Exact copies of the records below are required.
- Opening Delimiter -
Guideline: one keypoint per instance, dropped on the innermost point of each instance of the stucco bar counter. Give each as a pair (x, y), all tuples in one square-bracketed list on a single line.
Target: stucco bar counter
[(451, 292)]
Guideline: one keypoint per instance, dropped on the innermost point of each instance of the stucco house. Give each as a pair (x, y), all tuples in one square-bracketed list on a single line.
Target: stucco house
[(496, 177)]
- Closing Delimiter -
Solution:
Guideline: one keypoint per instance, dropped on the innermost point of each instance of the stucco bar counter. Give each as a pair (x, y), all tuples in one square-bracketed list on a single line.
Target: stucco bar counter
[(451, 292)]
Guideline: one keypoint per instance, dropped on the innermost point of each instance of the stucco house. Give each as a pair (x, y), all tuples in one square-bracketed list on a single line.
Target: stucco house
[(496, 177)]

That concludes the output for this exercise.